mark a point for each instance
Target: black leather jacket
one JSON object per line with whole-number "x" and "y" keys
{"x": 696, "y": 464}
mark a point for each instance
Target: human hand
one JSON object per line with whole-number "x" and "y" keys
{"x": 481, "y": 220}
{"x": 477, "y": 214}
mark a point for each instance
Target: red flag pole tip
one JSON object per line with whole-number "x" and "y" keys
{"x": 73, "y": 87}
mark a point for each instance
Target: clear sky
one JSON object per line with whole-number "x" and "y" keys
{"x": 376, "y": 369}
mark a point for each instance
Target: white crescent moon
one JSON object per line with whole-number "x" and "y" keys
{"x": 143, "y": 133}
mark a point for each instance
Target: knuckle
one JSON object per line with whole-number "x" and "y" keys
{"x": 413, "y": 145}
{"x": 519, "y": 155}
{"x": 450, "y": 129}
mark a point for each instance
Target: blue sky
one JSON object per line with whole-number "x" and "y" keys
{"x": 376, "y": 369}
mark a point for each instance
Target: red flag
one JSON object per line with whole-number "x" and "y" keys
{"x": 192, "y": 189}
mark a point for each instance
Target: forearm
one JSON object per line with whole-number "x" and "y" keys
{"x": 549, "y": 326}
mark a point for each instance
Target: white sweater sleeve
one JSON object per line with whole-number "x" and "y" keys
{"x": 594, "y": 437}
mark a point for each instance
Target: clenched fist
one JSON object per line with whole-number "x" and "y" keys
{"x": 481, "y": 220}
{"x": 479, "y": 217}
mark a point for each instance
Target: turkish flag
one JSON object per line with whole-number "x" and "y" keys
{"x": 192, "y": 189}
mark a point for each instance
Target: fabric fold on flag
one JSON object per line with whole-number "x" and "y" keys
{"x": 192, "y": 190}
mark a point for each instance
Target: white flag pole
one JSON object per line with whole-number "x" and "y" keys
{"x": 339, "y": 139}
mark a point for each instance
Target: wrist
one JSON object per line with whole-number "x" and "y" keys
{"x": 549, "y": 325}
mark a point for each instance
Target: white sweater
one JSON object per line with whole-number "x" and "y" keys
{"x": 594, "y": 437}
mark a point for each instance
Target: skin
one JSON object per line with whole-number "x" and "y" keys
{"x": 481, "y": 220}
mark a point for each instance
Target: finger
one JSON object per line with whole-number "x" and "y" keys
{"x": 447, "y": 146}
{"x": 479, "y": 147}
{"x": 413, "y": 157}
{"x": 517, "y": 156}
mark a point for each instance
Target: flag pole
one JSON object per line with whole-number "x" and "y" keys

Your task
The whole listing above, line by line, is to be retyped exactly.

Exercise output
mark a point for each instance
Target: black leather jacket
one JSON object per line with whole-number "x" and "y" keys
{"x": 696, "y": 464}
mark a point for each instance
Target: human hand
one JSON object per line with whole-number "x" and "y" keys
{"x": 481, "y": 220}
{"x": 477, "y": 214}
mark a point for each instance
Target: red flag pole tip
one JSON object per line with whole-number "x" and "y" keys
{"x": 73, "y": 87}
mark a point for each instance
Target: clear sky
one JSON object per line with whole-number "x" and "y" keys
{"x": 376, "y": 369}
mark a point for each instance
Target: white crescent moon
one JSON object per line with whole-number "x" and "y" keys
{"x": 143, "y": 133}
mark a point for each instance
Target: knuckle
one JSON object per line with whole-number "x" and "y" keys
{"x": 413, "y": 145}
{"x": 519, "y": 155}
{"x": 450, "y": 129}
mark a point for each instance
Target: blue sky
one JSON object per line with whole-number "x" and "y" keys
{"x": 376, "y": 369}
mark a point for each instance
Target: red flag
one JSON object per line with whole-number "x" and "y" keys
{"x": 192, "y": 189}
mark a point for each instance
Target: forearm
one JSON object per line with whole-number "x" and "y" keys
{"x": 549, "y": 326}
mark a point for each instance
Target: white sweater sleeve
one JSON object per line with whole-number "x" and "y" keys
{"x": 594, "y": 437}
mark a point for each instance
Target: clenched fist
one JSON object per line with whole-number "x" and "y" keys
{"x": 481, "y": 220}
{"x": 479, "y": 217}
mark a point for each instance
Target: turkish flag
one JSON object per line with whole-number "x" and "y" keys
{"x": 192, "y": 189}
mark a point for each instance
Target: fabric fold on flag
one JSON object per line with whole-number "x" and "y" keys
{"x": 192, "y": 190}
mark a point for each instance
Target: white flag pole
one JSON object per line with whole-number "x" and "y" keys
{"x": 339, "y": 139}
mark a point for each instance
Target: wrist
one JSON object per line with whole-number "x" and "y" keys
{"x": 549, "y": 325}
mark a point for each instance
Target: white sweater
one JSON object per line with whole-number "x" and "y" keys
{"x": 594, "y": 437}
mark a point for each instance
Target: skin
one JSON object per line with whole-number "x" and "y" keys
{"x": 481, "y": 220}
mark a point for each instance
Target: finger
one JSON object per line with whole-number "x" and "y" keys
{"x": 447, "y": 146}
{"x": 479, "y": 147}
{"x": 413, "y": 157}
{"x": 517, "y": 156}
mark a point for each instance
Target: flag pole
one JSON object per line with whole-number "x" and "y" keys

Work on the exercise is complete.